(Exercise directions):
Type the listing below out again exactly. No images.

(Input records):

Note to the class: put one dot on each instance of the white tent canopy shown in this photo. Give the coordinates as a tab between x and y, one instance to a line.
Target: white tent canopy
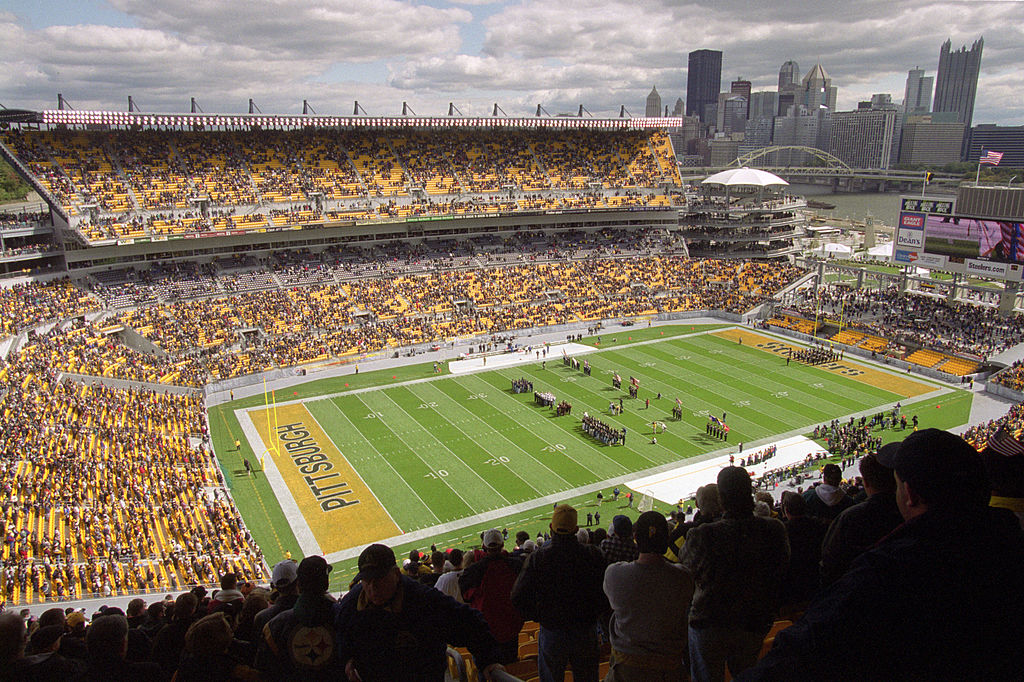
744	177
834	250
882	252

(Written response):
Note to the class: put one dot on each instance of the white tent canopy shown in this photo. Give the coordinates as a tab between x and y, one instance to a line.
Target: white tent canopy
744	177
834	250
882	252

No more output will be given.